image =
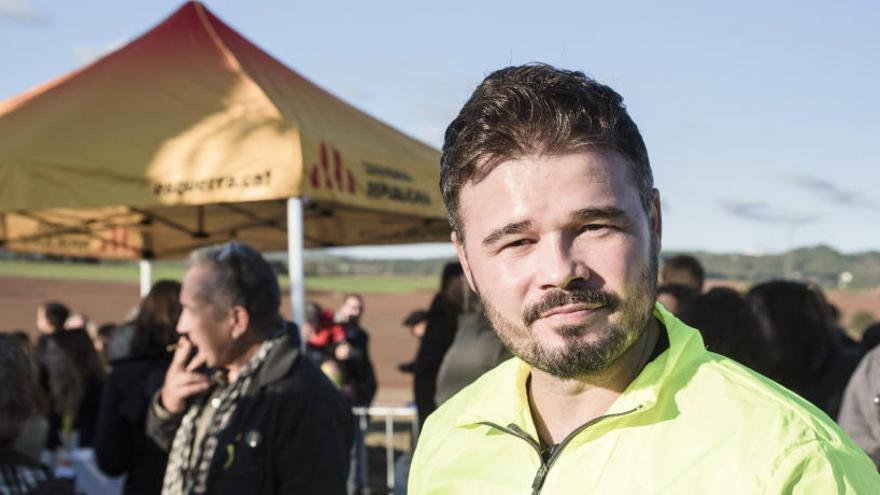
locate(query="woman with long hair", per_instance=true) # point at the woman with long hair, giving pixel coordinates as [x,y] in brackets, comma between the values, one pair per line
[804,353]
[122,445]
[76,378]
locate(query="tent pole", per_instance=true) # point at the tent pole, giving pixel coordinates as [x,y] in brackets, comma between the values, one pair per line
[295,236]
[146,277]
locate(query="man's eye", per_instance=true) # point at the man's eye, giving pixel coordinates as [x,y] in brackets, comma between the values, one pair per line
[592,227]
[515,244]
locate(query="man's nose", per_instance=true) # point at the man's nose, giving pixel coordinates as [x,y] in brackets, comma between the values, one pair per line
[560,267]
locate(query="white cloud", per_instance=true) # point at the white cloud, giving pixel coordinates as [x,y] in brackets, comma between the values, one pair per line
[764,212]
[20,10]
[85,54]
[831,192]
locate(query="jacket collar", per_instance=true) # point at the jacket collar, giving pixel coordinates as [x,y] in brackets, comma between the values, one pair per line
[509,401]
[280,360]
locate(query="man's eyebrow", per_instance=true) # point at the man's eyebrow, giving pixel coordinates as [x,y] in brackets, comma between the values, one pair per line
[610,213]
[509,229]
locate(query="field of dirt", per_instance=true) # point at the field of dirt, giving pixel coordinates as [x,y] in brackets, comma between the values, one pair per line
[390,343]
[102,302]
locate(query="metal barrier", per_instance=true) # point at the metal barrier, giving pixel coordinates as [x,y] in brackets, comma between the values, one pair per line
[389,414]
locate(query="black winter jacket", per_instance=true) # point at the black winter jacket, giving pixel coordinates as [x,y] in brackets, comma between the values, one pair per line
[291,432]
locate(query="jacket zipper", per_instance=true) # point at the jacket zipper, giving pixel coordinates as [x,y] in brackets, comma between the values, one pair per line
[541,475]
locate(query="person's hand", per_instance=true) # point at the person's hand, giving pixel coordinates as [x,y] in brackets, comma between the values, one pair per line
[342,351]
[181,380]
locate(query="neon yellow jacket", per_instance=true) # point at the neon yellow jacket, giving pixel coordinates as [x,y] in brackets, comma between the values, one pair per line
[691,422]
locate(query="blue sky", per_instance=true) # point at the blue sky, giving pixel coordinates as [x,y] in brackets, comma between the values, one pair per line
[762,119]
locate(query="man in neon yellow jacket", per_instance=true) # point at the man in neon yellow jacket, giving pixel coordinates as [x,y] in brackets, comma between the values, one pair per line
[557,224]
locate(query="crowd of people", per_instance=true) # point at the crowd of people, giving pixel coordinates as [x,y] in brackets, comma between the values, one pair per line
[551,360]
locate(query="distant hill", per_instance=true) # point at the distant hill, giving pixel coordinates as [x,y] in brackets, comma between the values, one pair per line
[821,264]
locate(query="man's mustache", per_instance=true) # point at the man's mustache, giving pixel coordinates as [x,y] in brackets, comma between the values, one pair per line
[559,298]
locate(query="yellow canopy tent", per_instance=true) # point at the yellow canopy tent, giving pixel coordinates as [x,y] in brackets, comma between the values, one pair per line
[192,135]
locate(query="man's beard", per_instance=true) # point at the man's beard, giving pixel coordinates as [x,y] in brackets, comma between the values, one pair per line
[577,358]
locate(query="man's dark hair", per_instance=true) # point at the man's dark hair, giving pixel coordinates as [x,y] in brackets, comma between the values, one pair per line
[537,109]
[240,276]
[800,337]
[155,327]
[728,326]
[19,391]
[56,314]
[684,263]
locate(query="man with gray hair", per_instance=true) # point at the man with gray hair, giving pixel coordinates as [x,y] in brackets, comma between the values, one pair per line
[266,421]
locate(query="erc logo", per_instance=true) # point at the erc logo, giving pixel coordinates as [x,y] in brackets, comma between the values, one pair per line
[335,176]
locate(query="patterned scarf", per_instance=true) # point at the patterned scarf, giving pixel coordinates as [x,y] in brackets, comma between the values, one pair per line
[186,473]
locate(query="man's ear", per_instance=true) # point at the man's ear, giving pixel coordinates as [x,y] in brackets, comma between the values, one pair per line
[240,321]
[462,258]
[657,220]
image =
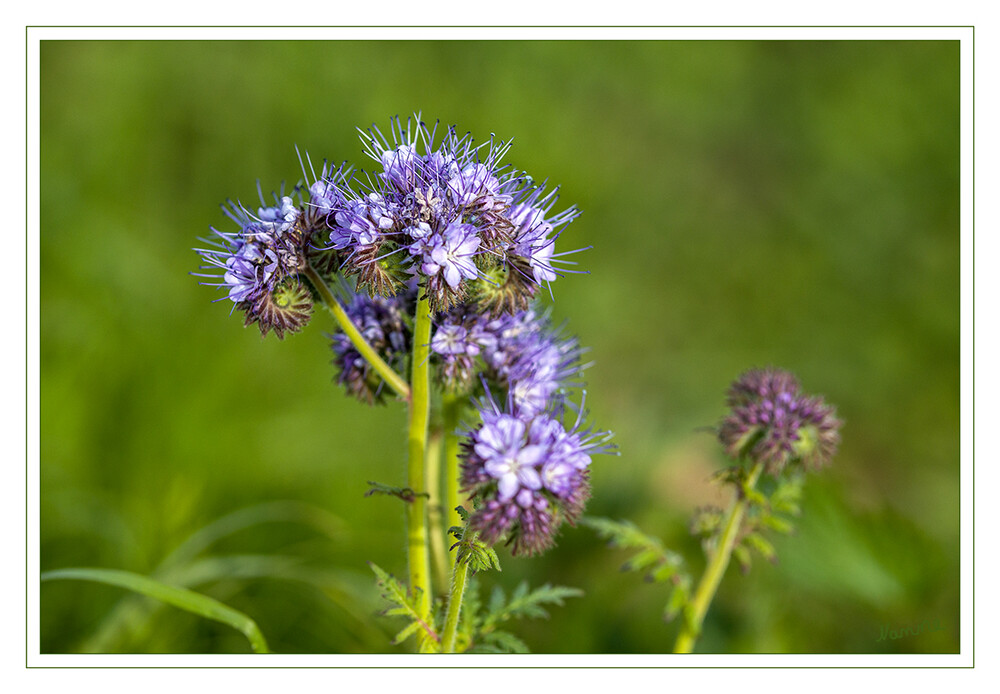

-------

_Do this_.
Report every line in the items above that contains the word "jacket", copying each such line in full.

_Answer to the exercise_.
locate(query="jacket collar", per_instance=true) # point at the jacket collar, giving pixel coordinates as [x,y] in brackets, comma between the values, one pair per line
locate(query="black winter jacket", per_instance=true) # point at the black winter jacket, giving pixel coordinates as [x,y] in brackets, comma between the values, one pair per line
locate(query="jacket zipper", per_instance=true) # point at the jacket zipper, giving pixel coordinates as [x,y] in brackets, comma between the values, one pair per line
locate(query="neon yellow jacket", per_instance=true) # point at the neon yellow jacket, giving pixel coordinates as [x,y] in brackets, comma between the values, one pair per line
locate(query="man in neon yellow jacket", per_instance=true) # point at the man in neon yellow jacket, giving pixel coordinates as [x,y] in brackets, comma between the values, one pair per line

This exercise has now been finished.